» **Text section**:
=== Section Start ===

Iran protests enter ninth day as Trump renews intervention threat
BBC PersianA wave of protests sparked by Iran's failing economy has continued for a ninth day, as President Donald Trump renewed his threat of US intervention.
Videos published online on Monday showed demonstrations in the capital, Tehran, and the south-western city of Yasuj.
Human rights activists have said protests have taken place in 26 of the country's 31 provinces since last week, and that at least 19 protesters and one member of the security forces have been killed.
Trump warned on Sunday night that Iranian authorities would be "hit very hard" if more protesters died.
"We're watching it very closely. If they start killing people like they have in the past, I think they're going to get hit very hard by the United States," he told reporters on Air Force One.
On Monday, Iran's judiciary chief, Gholamhossein Mohseni Ejei, said authorities would "listen to protesters and critics who legitimately and rightly have concerns about their livelihood and social and economic welfare".
But he added that they would "deal firmly with those who seek to exploit the situation, incite riots, and undermine the security of the country and the people".
"Rioters must know there will be no leniency or appeasement towards them," he warned.
His comments echoed those of Iran's Supreme Leader, Ayatollah Ali Khamenei, who has declared that "rioters should be put in their place".
The Iranian foreign ministry's spokesman also accused Israel of seeking to "undermine our national unity", after Prime Minister Benjamin Netanyahu expressed his government's "solidarity with the struggle of the Iranian people" on Sunday.
Esmail Baqai told a news conference that the statements by Netanyahu and "certain radical American officials" were "nothing more than incitement to violence".
Iran and Israel fought a 12-day war last June, during which Israeli and US jets bombed key Iranian nuclear facilities.
The latest protests in Iran began when shopkeepers took to the streets of Tehran on 28 December to express their anger at another sharp fall in the value of the Iranian currency against the US dollar. The rial has sunk to a record low and inflation has risen to 40% as sanctions over Iran's nuclear programme squeeze the economy.

=== Section End ===

» **Exercise instructions**: List every person named in the news report on the Iran protests. The entries that follow come from a separate source unrelated to the news report.

» **Given information**:
=== Section Start ===

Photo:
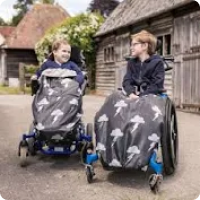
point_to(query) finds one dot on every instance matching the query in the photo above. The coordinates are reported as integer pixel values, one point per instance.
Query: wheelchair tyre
(31, 141)
(23, 153)
(89, 129)
(169, 139)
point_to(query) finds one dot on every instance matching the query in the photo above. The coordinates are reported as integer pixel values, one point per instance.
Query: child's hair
(56, 45)
(146, 37)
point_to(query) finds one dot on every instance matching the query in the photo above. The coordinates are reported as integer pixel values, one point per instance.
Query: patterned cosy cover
(56, 105)
(128, 131)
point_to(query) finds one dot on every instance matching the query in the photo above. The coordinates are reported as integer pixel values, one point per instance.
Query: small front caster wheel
(23, 153)
(90, 173)
(155, 181)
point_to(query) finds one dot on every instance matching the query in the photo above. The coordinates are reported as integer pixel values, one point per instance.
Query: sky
(72, 6)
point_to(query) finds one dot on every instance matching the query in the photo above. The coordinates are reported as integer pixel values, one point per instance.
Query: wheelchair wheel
(23, 153)
(31, 141)
(89, 129)
(169, 140)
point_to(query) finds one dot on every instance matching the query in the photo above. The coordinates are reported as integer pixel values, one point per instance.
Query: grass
(5, 90)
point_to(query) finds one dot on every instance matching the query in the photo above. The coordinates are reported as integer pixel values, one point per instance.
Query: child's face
(63, 53)
(138, 48)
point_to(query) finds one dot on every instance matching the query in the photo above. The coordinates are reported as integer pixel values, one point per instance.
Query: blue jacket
(148, 77)
(68, 65)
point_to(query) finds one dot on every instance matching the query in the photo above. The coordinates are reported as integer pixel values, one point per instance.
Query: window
(165, 48)
(109, 54)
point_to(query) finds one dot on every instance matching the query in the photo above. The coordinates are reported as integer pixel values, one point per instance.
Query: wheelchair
(57, 142)
(168, 144)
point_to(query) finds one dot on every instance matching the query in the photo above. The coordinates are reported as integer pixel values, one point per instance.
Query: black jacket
(147, 77)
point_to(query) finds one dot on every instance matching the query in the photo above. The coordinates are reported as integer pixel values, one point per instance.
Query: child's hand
(133, 96)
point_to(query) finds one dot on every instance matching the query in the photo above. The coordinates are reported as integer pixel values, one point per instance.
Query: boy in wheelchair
(63, 56)
(57, 106)
(145, 73)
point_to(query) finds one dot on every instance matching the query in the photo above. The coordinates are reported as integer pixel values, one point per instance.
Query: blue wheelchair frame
(39, 145)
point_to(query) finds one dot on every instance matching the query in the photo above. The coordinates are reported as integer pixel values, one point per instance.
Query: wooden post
(22, 77)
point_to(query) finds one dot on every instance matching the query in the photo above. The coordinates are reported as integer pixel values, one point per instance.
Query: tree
(22, 6)
(104, 7)
(47, 1)
(2, 22)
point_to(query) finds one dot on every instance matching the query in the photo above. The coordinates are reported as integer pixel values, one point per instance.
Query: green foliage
(79, 31)
(31, 69)
(104, 7)
(22, 6)
(48, 1)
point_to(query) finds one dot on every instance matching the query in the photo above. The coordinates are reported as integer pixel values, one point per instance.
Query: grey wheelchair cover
(56, 105)
(128, 131)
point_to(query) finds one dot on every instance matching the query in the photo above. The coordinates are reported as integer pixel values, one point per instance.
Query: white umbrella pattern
(155, 139)
(157, 112)
(56, 113)
(103, 118)
(41, 104)
(120, 104)
(134, 150)
(137, 120)
(100, 147)
(117, 133)
(115, 163)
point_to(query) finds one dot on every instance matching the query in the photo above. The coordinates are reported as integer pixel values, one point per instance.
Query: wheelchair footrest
(157, 167)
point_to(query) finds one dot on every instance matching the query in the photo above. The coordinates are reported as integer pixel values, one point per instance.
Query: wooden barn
(176, 23)
(19, 46)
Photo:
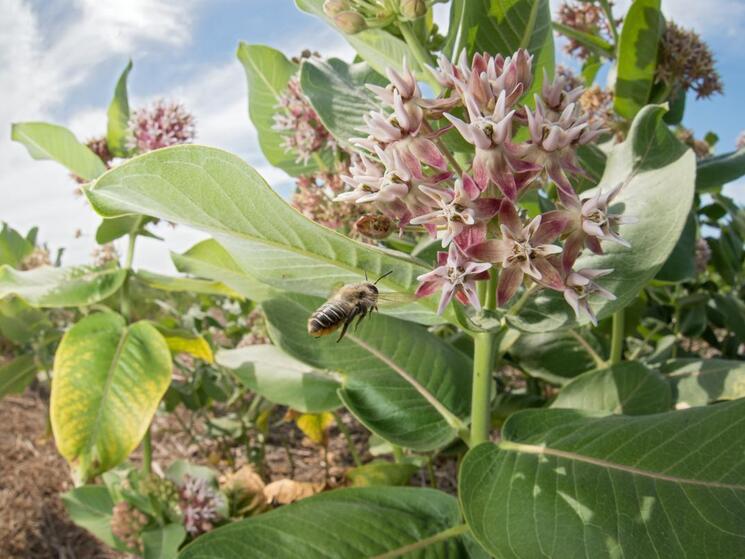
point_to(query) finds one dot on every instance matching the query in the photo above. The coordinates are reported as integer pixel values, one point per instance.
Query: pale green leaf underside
(212, 190)
(566, 485)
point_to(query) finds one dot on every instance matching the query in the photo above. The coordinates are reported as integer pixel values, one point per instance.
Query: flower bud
(350, 22)
(334, 7)
(412, 9)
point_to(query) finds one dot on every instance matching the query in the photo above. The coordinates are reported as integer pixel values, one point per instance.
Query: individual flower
(578, 288)
(455, 275)
(523, 250)
(591, 221)
(161, 125)
(687, 61)
(457, 208)
(496, 158)
(199, 504)
(302, 131)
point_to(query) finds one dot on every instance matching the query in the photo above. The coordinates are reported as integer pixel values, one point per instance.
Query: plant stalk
(616, 344)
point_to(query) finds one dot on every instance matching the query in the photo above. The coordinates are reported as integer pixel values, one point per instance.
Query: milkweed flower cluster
(406, 172)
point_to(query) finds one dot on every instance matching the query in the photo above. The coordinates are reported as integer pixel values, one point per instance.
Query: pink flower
(523, 250)
(578, 288)
(454, 275)
(593, 222)
(457, 208)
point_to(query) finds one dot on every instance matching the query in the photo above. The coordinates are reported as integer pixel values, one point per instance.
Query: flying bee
(354, 300)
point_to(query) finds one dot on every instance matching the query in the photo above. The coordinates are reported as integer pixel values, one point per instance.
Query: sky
(60, 59)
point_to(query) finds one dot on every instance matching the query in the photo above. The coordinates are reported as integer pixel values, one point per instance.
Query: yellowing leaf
(315, 425)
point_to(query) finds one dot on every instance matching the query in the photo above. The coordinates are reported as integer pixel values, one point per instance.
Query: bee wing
(393, 299)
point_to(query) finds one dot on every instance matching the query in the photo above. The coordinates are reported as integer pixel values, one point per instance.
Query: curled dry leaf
(286, 491)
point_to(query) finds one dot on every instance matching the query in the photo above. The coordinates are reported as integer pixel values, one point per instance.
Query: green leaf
(282, 379)
(215, 191)
(697, 382)
(380, 472)
(108, 381)
(658, 176)
(629, 388)
(501, 28)
(117, 128)
(337, 92)
(208, 259)
(163, 543)
(186, 285)
(555, 357)
(714, 172)
(268, 71)
(61, 287)
(642, 28)
(373, 361)
(14, 248)
(565, 484)
(90, 507)
(49, 141)
(17, 374)
(340, 524)
(377, 47)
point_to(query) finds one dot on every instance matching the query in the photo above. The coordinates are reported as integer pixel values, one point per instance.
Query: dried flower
(199, 504)
(579, 286)
(687, 61)
(454, 275)
(161, 125)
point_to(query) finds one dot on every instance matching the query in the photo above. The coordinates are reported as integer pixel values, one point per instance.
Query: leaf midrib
(543, 450)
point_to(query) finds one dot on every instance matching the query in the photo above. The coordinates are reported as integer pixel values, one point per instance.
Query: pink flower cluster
(407, 172)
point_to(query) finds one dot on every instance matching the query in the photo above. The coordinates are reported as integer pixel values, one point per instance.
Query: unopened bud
(334, 7)
(412, 9)
(350, 22)
(374, 226)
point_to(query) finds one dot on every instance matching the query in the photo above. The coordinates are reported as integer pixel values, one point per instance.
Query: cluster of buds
(353, 16)
(127, 523)
(199, 504)
(407, 174)
(301, 129)
(686, 61)
(161, 125)
(586, 17)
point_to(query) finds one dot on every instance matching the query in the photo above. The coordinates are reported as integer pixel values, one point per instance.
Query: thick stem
(616, 344)
(483, 359)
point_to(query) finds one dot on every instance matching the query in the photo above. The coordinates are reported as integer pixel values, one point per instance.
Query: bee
(351, 301)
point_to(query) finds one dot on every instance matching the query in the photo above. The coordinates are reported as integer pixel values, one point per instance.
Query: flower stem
(616, 344)
(483, 357)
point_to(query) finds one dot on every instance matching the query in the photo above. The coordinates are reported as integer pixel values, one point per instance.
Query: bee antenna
(381, 277)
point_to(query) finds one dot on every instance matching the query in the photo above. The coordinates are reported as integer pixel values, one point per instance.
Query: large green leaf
(658, 176)
(377, 47)
(564, 484)
(267, 72)
(17, 374)
(338, 94)
(341, 524)
(697, 382)
(61, 287)
(117, 129)
(213, 190)
(49, 141)
(714, 172)
(374, 361)
(108, 381)
(282, 379)
(637, 56)
(555, 357)
(629, 388)
(502, 28)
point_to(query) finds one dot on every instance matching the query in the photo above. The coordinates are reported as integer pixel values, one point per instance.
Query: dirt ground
(33, 521)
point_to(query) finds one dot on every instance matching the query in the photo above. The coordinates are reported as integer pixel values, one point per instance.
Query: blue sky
(59, 60)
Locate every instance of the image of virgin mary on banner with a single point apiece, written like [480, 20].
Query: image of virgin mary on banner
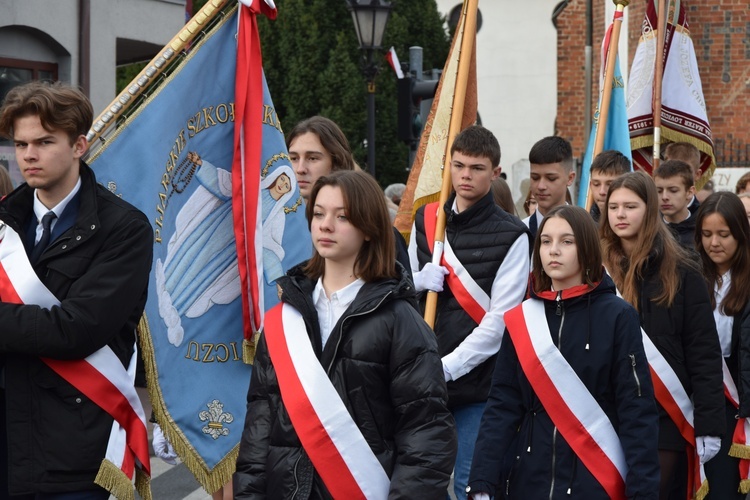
[173, 159]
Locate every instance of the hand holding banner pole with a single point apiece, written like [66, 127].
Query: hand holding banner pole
[469, 13]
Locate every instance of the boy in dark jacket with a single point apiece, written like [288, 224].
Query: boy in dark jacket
[72, 292]
[487, 251]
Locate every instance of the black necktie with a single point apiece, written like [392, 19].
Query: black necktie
[44, 241]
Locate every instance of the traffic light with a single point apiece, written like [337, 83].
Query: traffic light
[410, 95]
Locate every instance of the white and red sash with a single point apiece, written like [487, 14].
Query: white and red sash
[567, 400]
[741, 437]
[473, 299]
[329, 435]
[672, 396]
[100, 377]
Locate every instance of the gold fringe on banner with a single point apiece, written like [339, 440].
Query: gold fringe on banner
[211, 480]
[702, 491]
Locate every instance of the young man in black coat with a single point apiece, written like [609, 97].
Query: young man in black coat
[89, 253]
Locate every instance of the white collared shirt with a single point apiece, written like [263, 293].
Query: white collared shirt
[40, 210]
[331, 310]
[724, 323]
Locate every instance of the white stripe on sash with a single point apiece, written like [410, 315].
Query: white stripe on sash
[21, 274]
[471, 286]
[343, 431]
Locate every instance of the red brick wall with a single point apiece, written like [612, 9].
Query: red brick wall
[720, 30]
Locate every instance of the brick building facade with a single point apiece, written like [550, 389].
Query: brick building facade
[720, 30]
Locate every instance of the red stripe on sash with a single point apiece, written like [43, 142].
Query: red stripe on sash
[314, 437]
[108, 397]
[8, 294]
[467, 301]
[593, 457]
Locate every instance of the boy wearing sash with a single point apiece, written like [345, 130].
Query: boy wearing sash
[572, 404]
[483, 273]
[74, 267]
[551, 175]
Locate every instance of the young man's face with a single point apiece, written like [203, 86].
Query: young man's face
[48, 162]
[600, 183]
[674, 198]
[549, 183]
[472, 178]
[310, 161]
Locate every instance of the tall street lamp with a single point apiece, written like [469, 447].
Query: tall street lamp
[370, 18]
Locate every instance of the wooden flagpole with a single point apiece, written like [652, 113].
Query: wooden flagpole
[609, 76]
[155, 68]
[464, 63]
[661, 35]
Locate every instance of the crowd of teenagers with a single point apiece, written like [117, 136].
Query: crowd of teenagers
[574, 354]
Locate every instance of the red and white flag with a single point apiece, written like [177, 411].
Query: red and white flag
[683, 111]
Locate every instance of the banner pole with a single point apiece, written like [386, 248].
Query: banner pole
[155, 68]
[464, 64]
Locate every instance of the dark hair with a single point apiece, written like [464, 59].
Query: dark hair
[730, 208]
[501, 195]
[742, 183]
[552, 149]
[478, 142]
[675, 168]
[611, 162]
[6, 186]
[686, 152]
[331, 138]
[655, 242]
[366, 210]
[587, 245]
[58, 106]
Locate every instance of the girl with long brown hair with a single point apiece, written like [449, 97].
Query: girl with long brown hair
[723, 242]
[663, 283]
[364, 368]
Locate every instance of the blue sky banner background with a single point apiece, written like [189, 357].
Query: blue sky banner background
[173, 160]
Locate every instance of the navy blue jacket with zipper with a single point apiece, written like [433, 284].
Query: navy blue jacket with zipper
[615, 371]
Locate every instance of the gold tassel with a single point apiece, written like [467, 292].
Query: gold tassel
[143, 484]
[211, 480]
[739, 451]
[702, 491]
[112, 479]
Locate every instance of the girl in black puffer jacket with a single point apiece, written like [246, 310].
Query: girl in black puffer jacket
[657, 276]
[377, 356]
[723, 241]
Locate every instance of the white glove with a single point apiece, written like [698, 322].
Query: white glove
[707, 447]
[162, 448]
[431, 277]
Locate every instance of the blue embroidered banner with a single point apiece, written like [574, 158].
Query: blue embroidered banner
[172, 158]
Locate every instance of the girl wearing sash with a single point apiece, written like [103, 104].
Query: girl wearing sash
[723, 241]
[662, 281]
[571, 405]
[347, 397]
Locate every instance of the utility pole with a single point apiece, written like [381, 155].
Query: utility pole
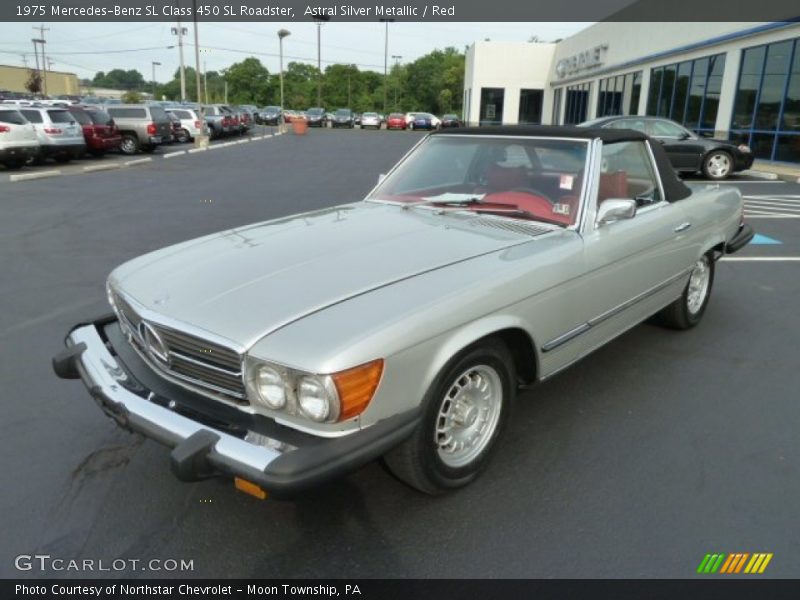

=== Section End ===

» **Output of the exercise**: Donald Trump, Gholamhossein Mohseni Ejei, Ali Khamenei, Benjamin Netanyahu, Esmail Baqai